_Raw records:_
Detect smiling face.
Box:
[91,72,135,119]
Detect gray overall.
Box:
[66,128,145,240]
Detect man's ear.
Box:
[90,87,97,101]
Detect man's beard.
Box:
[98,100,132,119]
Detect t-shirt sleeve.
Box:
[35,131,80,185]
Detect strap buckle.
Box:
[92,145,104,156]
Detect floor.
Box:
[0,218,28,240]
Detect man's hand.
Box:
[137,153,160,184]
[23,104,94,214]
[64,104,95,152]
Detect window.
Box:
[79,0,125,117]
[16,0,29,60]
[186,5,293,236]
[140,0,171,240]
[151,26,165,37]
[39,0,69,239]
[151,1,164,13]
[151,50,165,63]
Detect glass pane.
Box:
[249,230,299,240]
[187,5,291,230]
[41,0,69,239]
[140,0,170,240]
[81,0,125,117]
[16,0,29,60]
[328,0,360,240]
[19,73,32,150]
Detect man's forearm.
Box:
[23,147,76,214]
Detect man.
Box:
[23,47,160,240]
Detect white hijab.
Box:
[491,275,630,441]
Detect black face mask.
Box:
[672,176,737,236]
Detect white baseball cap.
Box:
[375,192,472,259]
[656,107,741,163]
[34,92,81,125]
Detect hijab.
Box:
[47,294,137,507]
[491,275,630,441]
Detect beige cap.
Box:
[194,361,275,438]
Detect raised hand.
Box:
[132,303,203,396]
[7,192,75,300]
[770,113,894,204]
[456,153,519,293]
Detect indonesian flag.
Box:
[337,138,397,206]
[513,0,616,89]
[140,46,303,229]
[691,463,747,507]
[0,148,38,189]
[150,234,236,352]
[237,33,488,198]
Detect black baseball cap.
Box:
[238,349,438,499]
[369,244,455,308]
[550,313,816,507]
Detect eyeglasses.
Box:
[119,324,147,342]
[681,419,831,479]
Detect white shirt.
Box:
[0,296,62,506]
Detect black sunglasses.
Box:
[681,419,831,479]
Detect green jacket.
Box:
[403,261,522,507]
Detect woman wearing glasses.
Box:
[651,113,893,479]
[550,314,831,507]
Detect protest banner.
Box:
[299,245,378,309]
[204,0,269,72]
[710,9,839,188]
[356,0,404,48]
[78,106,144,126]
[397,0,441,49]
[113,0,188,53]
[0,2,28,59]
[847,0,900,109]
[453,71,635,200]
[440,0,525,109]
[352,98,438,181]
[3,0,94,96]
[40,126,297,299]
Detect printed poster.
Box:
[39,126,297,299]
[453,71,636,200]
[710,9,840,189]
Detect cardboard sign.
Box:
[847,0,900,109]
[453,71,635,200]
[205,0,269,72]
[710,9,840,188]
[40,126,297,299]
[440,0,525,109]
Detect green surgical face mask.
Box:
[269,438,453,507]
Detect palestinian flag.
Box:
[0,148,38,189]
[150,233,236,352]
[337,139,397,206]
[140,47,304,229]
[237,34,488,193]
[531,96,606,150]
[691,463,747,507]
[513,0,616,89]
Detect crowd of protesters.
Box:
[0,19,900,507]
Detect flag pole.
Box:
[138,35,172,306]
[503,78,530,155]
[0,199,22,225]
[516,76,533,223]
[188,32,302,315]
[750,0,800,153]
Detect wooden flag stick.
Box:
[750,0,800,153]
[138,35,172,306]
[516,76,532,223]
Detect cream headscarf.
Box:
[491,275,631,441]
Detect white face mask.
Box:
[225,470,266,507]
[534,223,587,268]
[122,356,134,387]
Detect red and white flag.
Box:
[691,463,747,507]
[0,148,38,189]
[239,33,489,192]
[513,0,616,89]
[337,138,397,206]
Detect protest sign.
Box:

_Task prompt:_ Reproduce verbatim the portion of the material that opens with its first line and closes with the line containing "[672,176,737,236]", including both of those lines.

_Answer in full:_
Detect smiling face.
Box:
[91,72,135,119]
Detect gray overall.
Box:
[66,128,145,240]
Detect man's ear.
Box:
[90,87,97,101]
Detect man's beard.
Box:
[98,100,132,119]
Detect t-shirt sleeve.
Box:
[35,131,80,185]
Detect strap buckle.
Box:
[92,145,104,156]
Detect floor.
Box:
[0,218,28,240]
Detect man's hand.
Box:
[137,153,160,184]
[23,104,94,214]
[64,104,95,152]
Detect window.
Box:
[79,0,125,117]
[16,0,29,60]
[186,5,293,236]
[140,0,171,240]
[151,26,165,37]
[39,0,69,239]
[151,1,164,13]
[151,50,165,63]
Detect glass pane.
Box:
[249,230,299,240]
[187,5,291,230]
[41,0,69,239]
[140,0,170,240]
[81,0,125,117]
[16,0,29,60]
[328,0,360,240]
[19,73,32,150]
Detect man's forearm.
Box:
[23,147,76,214]
Detect man.
Box:
[23,47,160,240]
Detect white hijab.
Box:
[491,275,630,441]
Detect black face mask.
Box:
[672,176,737,236]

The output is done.